• **TASK**: Extend the editorial about EU rules and Irish consumer prices, beginning right after its final sentence.

• **TEXT UNDER STUDY**:
###

Irish Examiner view: EU must learn from Covid errors

Everyday consumer issues cannot be discounted
Irish Examiner view: EU must learn from Covid errors

European Commission president Ursula von der Leyen. Picture: Gareth Chaney/Collins

Perspective is everything, context is usually, or at least it should be, definitive. Judgement, without a reasonable appreciation of prevailing circumstances can be worthless. 

Our relationship with the EU offers many questions, some specific some spectacularly grand and complex. Context can, almost, be made to measure. 

Our place within that community, our commitment to it, and its recognition of our needs, offer many ways to approach, sustain, and develop that relationship.

On what might be called pocket-book, everyday consumer-facing issues the level playing field promised by the single market has not brought the benefits expected. We, because of VRT — up to 37% — pay well above EU norms for cars. 

Our out-of-kilter mortgage rates, a regular theme for Michael McGrath, the minister for public expenditure and reform since June, while he was in opposition, persist. Those gouging rates contribute to our housing crisis, social and transgenerational injustice too. 

Constraints around buying insurance from a Continental source is another bugbear.

That the EU may prevent holidaymakers buying alcohol or cigarettes at local prices while visiting other EU countries — whenever that happens — would rub salt into that wound. 

Ireland’s wine prices are, by some distance, the EU’s highest. We are the second most expensive for spirits and third-highest for beer. 

In a consultation launched on Tuesday, the EU argued that holidaymakers should pay excise duties at their national rates rather than those imposed where they buy various products.

###

• **SUPPLIED ENTRIES**:
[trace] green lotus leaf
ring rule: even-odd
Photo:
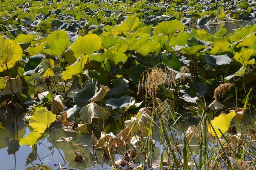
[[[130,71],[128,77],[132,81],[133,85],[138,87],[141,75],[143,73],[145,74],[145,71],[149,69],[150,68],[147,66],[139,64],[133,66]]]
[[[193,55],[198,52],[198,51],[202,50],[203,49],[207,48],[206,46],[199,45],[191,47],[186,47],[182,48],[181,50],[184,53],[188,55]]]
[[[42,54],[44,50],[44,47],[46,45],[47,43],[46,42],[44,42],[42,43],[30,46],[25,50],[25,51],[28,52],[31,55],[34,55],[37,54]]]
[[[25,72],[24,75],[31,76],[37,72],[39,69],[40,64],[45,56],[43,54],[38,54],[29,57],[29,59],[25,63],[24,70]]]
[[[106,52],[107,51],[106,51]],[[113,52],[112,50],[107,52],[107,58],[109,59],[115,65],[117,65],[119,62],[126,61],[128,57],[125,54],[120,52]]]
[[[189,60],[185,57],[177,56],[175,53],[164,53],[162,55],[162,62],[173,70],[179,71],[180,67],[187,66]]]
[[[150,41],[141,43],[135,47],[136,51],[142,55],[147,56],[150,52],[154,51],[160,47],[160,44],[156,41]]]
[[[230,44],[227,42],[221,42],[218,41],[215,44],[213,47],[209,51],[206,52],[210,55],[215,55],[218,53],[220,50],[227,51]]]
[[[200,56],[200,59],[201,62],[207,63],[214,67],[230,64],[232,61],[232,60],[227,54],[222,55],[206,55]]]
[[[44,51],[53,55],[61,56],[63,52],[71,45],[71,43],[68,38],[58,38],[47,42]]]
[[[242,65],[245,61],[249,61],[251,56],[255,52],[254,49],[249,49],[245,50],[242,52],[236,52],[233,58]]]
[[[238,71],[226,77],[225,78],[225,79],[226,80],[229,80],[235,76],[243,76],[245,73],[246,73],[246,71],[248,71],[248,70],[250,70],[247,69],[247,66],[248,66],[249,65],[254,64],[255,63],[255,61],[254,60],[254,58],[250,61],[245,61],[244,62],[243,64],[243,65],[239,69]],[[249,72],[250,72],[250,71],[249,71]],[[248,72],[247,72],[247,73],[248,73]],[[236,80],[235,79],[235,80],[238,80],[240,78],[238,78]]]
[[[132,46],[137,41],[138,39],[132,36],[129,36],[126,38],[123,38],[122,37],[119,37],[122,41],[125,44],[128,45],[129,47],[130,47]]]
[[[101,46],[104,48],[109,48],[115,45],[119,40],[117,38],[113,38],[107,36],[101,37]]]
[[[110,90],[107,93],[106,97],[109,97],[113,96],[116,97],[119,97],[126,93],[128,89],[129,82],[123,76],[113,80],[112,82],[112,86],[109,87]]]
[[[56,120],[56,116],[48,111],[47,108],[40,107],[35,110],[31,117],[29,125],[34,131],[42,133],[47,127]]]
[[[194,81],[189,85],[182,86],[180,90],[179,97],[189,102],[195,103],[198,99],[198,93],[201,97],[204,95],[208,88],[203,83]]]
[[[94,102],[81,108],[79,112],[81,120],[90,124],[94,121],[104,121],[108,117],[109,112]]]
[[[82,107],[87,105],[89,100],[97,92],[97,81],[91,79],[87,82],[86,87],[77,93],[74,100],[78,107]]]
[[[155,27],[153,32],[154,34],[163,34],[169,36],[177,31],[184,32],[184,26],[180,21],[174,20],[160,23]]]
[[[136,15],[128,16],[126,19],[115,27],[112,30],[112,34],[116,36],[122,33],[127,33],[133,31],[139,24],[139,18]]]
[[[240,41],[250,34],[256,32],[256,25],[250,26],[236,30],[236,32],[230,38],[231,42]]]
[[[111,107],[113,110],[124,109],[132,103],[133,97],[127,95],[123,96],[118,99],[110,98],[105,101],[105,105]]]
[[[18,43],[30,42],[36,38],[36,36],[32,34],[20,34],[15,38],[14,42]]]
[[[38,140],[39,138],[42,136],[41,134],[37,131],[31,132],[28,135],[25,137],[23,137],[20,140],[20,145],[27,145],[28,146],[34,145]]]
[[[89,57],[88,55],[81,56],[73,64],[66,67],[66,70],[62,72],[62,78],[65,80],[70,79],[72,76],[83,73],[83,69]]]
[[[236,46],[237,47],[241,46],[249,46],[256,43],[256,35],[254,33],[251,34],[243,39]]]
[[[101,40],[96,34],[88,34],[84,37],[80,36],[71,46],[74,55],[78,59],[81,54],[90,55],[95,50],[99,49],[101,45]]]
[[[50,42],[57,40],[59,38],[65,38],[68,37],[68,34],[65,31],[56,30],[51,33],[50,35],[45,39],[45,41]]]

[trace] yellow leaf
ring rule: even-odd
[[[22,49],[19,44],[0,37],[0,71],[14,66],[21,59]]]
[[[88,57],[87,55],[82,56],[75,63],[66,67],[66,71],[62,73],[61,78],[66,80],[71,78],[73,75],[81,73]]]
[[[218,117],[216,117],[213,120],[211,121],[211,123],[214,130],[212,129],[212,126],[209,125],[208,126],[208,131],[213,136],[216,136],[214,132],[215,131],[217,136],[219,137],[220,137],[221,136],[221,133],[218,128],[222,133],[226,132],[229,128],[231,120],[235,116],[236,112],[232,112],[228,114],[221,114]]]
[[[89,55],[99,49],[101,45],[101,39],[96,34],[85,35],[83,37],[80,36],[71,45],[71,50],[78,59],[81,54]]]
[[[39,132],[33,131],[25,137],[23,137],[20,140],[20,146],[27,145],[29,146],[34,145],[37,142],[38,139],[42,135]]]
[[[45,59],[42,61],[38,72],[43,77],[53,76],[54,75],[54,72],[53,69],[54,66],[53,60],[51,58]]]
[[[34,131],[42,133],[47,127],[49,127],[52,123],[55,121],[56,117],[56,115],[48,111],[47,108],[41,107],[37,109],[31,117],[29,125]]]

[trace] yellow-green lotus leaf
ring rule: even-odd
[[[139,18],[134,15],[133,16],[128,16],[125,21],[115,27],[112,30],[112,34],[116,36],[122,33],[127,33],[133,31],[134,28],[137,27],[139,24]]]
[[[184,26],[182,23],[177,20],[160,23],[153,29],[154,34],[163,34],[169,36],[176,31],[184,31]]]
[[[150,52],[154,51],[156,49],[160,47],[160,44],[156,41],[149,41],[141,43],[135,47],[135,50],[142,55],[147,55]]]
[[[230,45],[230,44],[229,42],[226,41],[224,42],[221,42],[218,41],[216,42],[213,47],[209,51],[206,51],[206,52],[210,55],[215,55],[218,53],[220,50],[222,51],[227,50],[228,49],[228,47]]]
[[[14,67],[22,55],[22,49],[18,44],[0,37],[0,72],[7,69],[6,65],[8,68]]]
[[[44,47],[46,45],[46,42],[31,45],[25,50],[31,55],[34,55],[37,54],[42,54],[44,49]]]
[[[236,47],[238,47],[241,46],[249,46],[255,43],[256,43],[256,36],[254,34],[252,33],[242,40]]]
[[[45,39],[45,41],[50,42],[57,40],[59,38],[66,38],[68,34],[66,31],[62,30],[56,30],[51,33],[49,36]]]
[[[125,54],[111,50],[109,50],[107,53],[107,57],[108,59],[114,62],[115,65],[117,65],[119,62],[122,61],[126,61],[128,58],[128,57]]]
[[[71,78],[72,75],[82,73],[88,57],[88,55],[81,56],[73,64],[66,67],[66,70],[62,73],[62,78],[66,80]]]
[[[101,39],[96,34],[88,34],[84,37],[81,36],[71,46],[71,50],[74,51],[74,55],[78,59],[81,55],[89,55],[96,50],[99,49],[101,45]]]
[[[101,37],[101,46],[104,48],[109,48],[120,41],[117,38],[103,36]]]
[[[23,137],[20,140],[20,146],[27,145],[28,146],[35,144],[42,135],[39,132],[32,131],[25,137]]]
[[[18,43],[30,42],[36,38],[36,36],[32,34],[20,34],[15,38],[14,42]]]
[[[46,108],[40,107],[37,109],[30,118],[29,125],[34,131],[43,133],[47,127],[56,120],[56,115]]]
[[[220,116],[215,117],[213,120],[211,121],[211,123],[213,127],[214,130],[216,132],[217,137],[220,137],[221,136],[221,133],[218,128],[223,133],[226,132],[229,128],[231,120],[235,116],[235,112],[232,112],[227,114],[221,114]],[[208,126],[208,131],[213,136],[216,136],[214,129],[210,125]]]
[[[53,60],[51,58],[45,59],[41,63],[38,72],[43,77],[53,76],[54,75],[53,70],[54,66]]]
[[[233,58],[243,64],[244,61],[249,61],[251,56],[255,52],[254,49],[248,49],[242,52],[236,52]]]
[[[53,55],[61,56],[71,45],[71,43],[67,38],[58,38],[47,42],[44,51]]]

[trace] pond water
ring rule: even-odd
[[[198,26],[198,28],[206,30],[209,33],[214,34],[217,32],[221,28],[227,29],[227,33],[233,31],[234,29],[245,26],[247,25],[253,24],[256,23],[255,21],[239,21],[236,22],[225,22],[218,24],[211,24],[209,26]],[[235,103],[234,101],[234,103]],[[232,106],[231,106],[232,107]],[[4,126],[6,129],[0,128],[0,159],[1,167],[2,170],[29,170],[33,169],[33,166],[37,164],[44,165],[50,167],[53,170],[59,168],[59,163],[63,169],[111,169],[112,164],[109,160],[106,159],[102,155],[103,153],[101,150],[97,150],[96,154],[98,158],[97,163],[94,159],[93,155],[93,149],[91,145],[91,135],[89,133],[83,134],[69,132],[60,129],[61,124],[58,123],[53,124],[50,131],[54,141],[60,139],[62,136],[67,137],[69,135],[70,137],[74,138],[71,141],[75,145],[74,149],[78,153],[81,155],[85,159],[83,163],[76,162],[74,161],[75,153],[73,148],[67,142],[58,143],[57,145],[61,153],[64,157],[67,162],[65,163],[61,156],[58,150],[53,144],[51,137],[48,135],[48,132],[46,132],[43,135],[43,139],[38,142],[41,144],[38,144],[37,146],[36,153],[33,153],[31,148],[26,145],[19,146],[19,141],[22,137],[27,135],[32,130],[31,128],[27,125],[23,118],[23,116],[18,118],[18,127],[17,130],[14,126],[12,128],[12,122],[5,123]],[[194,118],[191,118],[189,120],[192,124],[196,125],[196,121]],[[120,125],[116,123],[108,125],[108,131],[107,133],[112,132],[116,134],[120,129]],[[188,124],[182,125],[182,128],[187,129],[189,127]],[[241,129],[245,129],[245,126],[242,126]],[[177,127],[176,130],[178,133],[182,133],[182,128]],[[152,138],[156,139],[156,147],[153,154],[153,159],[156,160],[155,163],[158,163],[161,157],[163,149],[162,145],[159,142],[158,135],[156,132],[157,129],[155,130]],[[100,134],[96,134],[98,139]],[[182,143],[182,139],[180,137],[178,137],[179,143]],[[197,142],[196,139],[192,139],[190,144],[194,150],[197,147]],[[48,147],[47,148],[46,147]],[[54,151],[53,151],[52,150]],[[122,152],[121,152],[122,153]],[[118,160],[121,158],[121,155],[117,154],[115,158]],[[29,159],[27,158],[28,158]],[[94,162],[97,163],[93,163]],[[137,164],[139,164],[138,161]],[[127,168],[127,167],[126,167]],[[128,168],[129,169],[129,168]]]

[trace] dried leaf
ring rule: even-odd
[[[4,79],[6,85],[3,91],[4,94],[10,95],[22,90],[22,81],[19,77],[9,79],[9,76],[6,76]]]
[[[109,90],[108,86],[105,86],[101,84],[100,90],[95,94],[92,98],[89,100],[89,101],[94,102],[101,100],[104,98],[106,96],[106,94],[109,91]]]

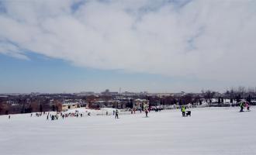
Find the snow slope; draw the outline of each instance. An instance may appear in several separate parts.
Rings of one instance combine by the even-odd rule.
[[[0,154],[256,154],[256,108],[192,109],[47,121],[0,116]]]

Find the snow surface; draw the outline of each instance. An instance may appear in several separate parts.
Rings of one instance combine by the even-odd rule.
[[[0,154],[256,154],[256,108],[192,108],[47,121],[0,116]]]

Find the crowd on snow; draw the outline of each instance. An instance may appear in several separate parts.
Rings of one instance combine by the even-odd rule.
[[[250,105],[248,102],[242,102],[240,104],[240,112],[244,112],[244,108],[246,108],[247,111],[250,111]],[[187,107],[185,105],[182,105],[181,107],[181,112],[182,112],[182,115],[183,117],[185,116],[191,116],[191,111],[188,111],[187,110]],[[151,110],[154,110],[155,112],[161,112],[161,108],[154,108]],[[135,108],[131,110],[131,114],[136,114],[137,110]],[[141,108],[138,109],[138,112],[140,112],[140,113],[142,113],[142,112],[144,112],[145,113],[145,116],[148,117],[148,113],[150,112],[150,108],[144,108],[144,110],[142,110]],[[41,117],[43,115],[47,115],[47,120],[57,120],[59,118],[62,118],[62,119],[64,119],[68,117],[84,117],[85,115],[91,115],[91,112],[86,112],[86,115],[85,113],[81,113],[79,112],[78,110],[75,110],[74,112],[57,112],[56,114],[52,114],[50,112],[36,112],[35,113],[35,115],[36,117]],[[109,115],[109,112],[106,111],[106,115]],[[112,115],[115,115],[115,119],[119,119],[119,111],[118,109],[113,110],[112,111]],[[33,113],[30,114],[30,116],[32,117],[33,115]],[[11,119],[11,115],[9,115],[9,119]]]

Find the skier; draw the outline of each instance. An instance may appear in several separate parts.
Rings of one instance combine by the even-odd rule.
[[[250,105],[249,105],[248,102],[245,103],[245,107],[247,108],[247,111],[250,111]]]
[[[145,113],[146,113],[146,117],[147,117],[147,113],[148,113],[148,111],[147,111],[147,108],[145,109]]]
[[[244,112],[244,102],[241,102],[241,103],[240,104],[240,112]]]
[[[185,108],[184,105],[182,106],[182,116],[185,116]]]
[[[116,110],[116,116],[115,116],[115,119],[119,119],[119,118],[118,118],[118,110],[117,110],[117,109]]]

###

• **ANSWER TO THIS PROBLEM**:
The EU is also considering lower limits on the quantity of alcohol or cigarettes holidaymakers can buy. 

In our pandemic world, where vaccine wars simmer just beneath the surface, and as Brexit’s sunny uplands are clouded, these measures may seem inconsequential — but then, so did the long-ago imposition of Vat on children’s shoes, a tax that brought an administration to a premature end.

That those suggestions follow a disastrous few days for the EU, particularly its leadership and bureaucracy, is significant.

Article 16

The incomprehension that invoked Article 16 is the very incomprehension that would dismiss any negative reaction to changes in how EU citizens can take advantage of market differences. 

At a moment when so many forces and individuals are determined, by any means, to exploit EU vulnerabilities, a new sensitivity is required and not just around the price of a holiday bottle of Rioja or Ripasso.

EU membership is the best thing that happened this island since independence and it is not too hard to argue for an even longer timeframe. 

After all, the opportunity independence promised was not made real until we joined the community. 

It is reassuring therefore that Commission president Ursula von der Leyen has expressed regret over the misuse of Article 16. 

This shows that she, unlike so many of her peers, has the capacity to learn and to acknowledge error.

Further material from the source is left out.